▶ Given task
Identify every line of the material below that contains the string "leaf", and copy each such line in full. Case counts.

Records from a data collection:

++++++++++

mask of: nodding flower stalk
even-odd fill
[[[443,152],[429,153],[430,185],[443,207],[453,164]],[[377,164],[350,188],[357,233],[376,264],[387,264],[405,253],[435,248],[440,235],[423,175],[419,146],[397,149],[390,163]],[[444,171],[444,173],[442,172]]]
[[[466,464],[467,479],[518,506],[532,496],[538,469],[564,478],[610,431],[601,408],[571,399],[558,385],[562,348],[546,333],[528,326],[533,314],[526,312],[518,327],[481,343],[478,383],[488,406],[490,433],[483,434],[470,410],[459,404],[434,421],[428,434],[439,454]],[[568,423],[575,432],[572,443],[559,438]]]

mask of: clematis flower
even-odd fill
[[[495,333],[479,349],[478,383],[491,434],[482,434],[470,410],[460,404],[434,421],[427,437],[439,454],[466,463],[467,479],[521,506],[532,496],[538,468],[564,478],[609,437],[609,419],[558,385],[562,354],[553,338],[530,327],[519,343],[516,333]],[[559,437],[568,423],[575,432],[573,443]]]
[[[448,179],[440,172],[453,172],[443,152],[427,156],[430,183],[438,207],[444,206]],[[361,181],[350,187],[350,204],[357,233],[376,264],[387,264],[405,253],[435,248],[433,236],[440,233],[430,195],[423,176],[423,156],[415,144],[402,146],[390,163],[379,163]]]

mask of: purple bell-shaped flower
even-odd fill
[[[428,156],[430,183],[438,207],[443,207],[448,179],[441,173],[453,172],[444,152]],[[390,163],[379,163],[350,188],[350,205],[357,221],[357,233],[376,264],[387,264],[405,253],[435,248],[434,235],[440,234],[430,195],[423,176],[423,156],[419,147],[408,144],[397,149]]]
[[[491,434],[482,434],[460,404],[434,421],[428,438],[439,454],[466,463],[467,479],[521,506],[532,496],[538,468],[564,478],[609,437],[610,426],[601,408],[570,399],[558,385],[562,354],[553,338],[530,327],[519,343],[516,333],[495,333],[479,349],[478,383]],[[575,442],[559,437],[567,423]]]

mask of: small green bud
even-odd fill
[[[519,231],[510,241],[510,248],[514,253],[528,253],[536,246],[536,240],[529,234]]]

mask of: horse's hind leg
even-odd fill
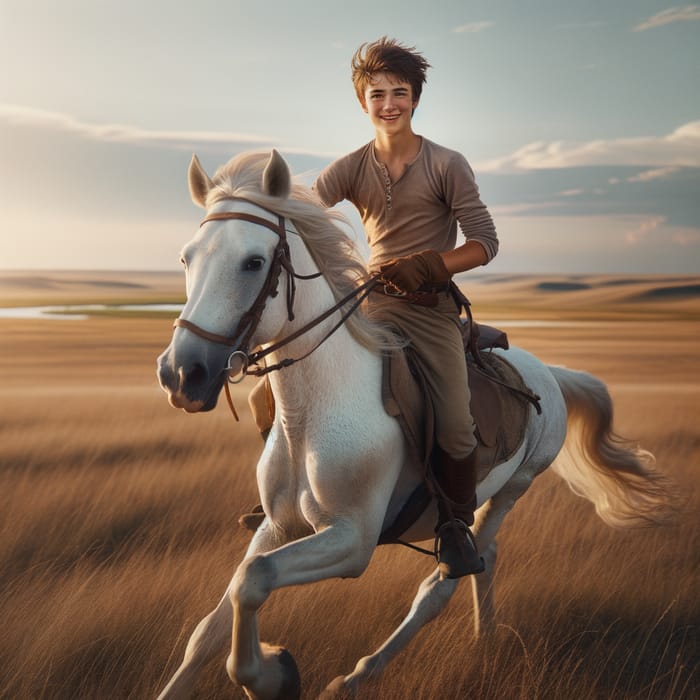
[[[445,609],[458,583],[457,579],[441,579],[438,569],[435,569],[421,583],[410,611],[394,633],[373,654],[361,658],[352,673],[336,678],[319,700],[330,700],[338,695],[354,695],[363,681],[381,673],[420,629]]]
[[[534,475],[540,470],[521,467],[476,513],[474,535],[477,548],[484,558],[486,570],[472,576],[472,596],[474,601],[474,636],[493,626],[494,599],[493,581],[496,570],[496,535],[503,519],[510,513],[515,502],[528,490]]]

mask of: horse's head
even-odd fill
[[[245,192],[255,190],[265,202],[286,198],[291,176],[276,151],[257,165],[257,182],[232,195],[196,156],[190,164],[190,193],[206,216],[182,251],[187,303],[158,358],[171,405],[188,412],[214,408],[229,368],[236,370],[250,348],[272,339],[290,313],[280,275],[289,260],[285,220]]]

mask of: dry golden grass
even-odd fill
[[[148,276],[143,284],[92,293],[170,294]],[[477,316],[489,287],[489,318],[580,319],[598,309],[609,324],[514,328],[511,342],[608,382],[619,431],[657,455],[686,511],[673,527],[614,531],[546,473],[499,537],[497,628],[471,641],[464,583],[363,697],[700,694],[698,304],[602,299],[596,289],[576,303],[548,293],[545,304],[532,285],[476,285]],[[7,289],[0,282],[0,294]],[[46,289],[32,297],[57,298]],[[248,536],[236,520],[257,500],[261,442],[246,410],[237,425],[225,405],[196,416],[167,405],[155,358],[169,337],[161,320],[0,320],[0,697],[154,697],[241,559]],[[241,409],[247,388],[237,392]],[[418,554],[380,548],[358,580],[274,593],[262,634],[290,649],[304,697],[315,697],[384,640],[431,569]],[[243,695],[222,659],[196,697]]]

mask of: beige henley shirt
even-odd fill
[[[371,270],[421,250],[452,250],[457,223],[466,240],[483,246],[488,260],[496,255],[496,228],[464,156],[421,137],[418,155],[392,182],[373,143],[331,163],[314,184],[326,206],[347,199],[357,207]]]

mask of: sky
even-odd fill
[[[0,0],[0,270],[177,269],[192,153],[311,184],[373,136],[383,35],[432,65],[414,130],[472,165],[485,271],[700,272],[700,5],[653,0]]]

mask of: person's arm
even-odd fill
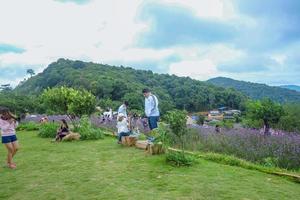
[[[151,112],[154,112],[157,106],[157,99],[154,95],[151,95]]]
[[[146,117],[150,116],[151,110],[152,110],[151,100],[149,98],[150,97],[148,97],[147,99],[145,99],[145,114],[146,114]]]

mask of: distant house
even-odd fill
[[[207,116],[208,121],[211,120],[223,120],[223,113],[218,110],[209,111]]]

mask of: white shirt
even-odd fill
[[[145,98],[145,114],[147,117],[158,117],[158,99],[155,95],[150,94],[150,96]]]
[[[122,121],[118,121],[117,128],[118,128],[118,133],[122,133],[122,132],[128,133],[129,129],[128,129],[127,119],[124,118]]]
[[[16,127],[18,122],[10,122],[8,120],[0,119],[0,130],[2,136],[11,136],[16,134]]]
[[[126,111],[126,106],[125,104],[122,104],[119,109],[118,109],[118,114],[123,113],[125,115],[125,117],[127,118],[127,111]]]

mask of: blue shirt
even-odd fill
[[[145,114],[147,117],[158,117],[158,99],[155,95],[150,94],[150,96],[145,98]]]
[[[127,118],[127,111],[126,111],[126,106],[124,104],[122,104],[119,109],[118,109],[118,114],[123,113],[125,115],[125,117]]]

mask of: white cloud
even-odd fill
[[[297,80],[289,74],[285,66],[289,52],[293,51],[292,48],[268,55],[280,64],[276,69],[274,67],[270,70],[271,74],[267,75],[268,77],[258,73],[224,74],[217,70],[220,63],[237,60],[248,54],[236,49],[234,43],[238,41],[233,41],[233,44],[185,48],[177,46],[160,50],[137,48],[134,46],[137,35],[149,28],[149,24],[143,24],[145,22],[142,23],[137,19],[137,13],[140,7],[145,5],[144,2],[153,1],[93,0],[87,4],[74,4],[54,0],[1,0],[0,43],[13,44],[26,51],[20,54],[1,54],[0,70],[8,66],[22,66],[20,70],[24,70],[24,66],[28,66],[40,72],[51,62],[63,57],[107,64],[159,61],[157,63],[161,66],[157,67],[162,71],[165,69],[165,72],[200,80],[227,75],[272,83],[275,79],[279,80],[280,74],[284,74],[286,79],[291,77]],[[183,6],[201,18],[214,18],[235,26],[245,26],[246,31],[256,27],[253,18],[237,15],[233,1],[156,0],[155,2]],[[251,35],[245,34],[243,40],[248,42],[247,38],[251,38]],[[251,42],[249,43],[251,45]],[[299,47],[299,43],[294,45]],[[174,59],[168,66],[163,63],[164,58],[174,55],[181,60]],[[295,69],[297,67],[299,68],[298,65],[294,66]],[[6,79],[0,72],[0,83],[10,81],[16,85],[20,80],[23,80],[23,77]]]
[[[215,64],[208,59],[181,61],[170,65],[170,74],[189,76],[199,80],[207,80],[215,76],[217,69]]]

++++++++++

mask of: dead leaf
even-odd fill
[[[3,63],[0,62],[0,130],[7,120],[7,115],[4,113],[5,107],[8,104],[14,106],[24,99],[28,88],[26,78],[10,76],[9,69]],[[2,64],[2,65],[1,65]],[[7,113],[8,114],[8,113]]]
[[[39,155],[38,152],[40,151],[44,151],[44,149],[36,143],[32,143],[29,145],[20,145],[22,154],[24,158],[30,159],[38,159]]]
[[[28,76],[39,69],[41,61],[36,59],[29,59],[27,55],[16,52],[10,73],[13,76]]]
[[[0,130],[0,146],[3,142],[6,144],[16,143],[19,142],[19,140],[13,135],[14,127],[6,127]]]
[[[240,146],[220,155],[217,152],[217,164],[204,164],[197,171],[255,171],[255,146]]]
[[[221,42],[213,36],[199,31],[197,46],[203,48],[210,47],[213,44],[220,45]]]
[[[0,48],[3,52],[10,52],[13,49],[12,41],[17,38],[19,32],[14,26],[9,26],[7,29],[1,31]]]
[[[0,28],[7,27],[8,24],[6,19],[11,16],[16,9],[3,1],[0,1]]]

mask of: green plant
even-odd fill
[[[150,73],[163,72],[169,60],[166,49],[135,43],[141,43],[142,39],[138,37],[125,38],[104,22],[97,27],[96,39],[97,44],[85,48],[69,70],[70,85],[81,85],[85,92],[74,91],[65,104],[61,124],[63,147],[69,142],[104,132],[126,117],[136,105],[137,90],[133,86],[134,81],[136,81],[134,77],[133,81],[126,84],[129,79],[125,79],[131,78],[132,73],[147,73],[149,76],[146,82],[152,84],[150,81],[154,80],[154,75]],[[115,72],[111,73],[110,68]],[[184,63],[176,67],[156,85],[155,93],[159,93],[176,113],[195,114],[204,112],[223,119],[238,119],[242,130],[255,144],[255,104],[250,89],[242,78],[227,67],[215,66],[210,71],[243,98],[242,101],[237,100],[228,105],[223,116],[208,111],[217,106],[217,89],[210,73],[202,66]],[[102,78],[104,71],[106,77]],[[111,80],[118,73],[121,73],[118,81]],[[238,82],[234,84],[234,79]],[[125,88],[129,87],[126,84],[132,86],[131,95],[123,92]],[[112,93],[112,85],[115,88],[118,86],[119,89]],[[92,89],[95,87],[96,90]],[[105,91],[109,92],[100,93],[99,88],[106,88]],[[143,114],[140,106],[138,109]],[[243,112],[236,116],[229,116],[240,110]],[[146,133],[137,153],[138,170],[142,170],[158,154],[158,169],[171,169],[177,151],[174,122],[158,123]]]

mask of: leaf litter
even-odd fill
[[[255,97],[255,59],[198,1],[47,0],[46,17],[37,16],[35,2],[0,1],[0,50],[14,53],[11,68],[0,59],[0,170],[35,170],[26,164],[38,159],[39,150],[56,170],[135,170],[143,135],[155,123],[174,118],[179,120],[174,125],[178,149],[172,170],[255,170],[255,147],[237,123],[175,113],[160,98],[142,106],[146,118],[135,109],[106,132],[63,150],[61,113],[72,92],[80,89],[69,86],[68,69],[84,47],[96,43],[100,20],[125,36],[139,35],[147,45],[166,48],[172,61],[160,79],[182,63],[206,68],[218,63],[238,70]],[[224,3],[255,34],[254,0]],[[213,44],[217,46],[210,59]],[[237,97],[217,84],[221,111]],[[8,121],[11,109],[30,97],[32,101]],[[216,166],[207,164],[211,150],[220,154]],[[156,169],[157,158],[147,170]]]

++++++++++

▶ The result
mask of: dead leaf
mask of: leaf litter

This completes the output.